*Passage provided*.
↓

Today I woke up at 4:58 PM, 12 minute before my alarm was set to go off. I had only slept three hours. Last night after meditating for 42 minutes I spent about an hour crunching numbers from a pattern that I discovered in a semi-fictional name of myself that came up in my mind while meditating.
After waking and using the bathroom I decided to move my alarm up to 6 AM, so that I could sleep for another hour. It felt odd going back to sleep a few minutes away from when my original alarm would have gone off though. I rested on my back, then my side, then my stomach, and I couldn’t fall asleep. I got up at 5: 20 AM or so and began to meditate for 21 minutes. Then I went ahead and completed my daily gratitude of 9 minutes, since I want to get back into doing the things I was doing months ago.
Following my meditation I went over to a desk in the house and began to search for apps that can help me keep track of my rhythms and habits. I came across Habitfy and I went ahead and purchased it on my phone for a total of $3.99. I added in a dozen or maybe 13 habits in total, to complete daily. I really like it. I’ve already seen how powerful it can be to get notifications at the time I set for myself to complete certain things, such as writing for example. Which reminds me, I still have to read! That’s something new I added.
Afterwards finishing my meditations I began to do research into what the market is missing right now. I want to craft something neat, yet I was having a hard time identifying a niche to dive into. Then I decided to invest my time into figuring out how to get the word out about ommate’, since it’s the best chai I’ve had and I want to help my friend and it baffles me why so far I’ve been the only customer of it.

↑

*Raw data*.
↓

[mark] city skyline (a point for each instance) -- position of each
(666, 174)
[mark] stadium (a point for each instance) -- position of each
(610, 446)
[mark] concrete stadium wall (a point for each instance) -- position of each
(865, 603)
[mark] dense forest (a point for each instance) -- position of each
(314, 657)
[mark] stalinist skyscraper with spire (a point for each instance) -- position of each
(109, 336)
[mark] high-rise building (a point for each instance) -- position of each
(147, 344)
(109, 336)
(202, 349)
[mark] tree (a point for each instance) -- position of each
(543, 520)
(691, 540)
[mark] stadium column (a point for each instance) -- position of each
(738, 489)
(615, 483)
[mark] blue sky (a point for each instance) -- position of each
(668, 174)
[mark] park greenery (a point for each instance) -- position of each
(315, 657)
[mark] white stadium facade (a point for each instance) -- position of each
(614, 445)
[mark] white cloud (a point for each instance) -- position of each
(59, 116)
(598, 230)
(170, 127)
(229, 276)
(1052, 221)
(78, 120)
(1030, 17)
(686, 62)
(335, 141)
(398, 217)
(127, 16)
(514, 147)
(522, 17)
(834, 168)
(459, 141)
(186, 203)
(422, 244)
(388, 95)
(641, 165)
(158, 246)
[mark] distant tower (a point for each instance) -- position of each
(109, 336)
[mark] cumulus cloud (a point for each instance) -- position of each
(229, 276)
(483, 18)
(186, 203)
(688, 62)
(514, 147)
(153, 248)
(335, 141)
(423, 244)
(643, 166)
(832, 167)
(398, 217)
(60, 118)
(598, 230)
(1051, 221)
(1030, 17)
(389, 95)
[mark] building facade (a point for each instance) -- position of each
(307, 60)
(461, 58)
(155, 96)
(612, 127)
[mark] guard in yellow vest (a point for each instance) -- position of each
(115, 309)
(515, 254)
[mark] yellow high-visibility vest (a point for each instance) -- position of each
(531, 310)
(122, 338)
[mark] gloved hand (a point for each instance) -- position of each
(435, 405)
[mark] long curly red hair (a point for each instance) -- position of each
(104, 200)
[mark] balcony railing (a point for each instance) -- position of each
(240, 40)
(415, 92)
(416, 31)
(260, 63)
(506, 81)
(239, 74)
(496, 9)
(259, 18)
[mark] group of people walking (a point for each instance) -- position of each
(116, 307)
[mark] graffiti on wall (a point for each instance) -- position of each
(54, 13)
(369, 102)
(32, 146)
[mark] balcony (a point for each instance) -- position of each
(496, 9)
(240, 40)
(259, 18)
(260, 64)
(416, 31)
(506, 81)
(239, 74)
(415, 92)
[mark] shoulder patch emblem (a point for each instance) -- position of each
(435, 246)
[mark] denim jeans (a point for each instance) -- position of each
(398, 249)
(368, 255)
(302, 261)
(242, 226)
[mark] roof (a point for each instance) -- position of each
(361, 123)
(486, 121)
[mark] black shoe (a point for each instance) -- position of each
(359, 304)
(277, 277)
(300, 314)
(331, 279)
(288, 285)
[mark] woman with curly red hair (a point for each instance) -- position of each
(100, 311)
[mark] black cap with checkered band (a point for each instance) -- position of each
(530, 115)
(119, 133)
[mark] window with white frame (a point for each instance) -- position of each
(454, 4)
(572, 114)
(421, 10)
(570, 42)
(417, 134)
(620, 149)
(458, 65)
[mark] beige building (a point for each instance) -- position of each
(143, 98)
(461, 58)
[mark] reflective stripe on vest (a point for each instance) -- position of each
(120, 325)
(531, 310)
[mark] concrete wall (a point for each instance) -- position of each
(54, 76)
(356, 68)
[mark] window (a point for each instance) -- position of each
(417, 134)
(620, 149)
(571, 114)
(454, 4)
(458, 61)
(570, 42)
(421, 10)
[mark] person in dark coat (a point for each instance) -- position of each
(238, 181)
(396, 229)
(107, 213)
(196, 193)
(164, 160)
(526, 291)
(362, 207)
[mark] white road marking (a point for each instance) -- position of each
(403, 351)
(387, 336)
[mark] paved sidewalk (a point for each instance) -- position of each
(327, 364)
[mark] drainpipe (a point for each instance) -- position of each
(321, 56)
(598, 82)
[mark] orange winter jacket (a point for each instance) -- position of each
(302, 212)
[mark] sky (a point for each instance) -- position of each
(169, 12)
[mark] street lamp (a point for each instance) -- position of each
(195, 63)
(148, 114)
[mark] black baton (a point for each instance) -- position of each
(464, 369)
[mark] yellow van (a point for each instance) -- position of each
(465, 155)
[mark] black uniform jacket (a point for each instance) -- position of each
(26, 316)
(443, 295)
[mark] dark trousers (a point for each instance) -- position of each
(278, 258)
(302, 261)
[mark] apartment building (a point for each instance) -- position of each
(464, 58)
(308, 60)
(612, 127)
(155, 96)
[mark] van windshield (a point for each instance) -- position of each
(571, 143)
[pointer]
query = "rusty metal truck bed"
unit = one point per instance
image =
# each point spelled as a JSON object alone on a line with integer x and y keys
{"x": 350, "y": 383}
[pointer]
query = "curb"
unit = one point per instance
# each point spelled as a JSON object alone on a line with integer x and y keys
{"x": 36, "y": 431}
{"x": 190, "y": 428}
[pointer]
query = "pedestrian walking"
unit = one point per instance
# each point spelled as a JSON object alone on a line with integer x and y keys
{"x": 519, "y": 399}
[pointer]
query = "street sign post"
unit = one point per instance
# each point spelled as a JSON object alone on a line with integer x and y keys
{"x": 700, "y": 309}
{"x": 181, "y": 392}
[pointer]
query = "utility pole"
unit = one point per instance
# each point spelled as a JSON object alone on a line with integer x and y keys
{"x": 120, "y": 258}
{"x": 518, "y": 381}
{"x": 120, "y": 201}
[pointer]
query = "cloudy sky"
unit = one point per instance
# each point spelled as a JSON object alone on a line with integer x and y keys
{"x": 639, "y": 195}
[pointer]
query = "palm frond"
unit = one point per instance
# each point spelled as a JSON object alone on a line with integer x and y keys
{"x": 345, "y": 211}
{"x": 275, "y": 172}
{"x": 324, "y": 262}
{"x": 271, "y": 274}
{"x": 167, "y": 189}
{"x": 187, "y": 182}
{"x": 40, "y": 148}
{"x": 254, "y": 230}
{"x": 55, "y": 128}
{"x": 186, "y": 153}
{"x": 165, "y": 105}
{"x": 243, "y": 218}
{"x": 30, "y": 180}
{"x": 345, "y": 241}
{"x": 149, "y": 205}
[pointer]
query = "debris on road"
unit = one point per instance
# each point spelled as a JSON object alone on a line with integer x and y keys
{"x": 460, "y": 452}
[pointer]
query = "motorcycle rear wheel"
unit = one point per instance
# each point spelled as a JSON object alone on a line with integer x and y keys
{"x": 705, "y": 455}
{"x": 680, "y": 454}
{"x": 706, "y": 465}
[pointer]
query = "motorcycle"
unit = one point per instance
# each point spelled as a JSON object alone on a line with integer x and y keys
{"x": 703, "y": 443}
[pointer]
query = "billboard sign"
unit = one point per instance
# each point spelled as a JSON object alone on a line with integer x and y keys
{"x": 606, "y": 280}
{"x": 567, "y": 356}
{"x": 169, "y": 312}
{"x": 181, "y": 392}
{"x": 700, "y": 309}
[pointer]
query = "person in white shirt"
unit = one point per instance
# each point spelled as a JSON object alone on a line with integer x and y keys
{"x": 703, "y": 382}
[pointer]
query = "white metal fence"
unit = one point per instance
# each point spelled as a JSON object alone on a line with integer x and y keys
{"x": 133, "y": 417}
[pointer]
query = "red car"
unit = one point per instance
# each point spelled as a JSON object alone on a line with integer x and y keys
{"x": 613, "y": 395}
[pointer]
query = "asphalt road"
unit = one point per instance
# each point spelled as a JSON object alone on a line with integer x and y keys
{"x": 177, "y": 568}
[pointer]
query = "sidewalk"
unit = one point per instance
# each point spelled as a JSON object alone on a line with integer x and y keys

↑

*Tasks*.
1. Please reproduce the journal entry word for word, from "After waking and" up to and including "doing months ago.".
2. Pull out each line of the records that contains the string "stadium".

*Task results*.
1.
After waking and using the bathroom I decided to move my alarm up to 6 AM, so that I could sleep for another hour. It felt odd going back to sleep a few minutes away from when my original alarm would have gone off though. I rested on my back, then my side, then my stomach, and I couldn’t fall asleep. I got up at 5: 20 AM or so and began to meditate for 21 minutes. Then I went ahead and completed my daily gratitude of 9 minutes, since I want to get back into doing the things I was doing months ago.

2.
[mark] stadium (a point for each instance) -- position of each
[mark] concrete stadium wall (a point for each instance) -- position of each
[mark] stadium column (a point for each instance) -- position of each
[mark] white stadium facade (a point for each instance) -- position of each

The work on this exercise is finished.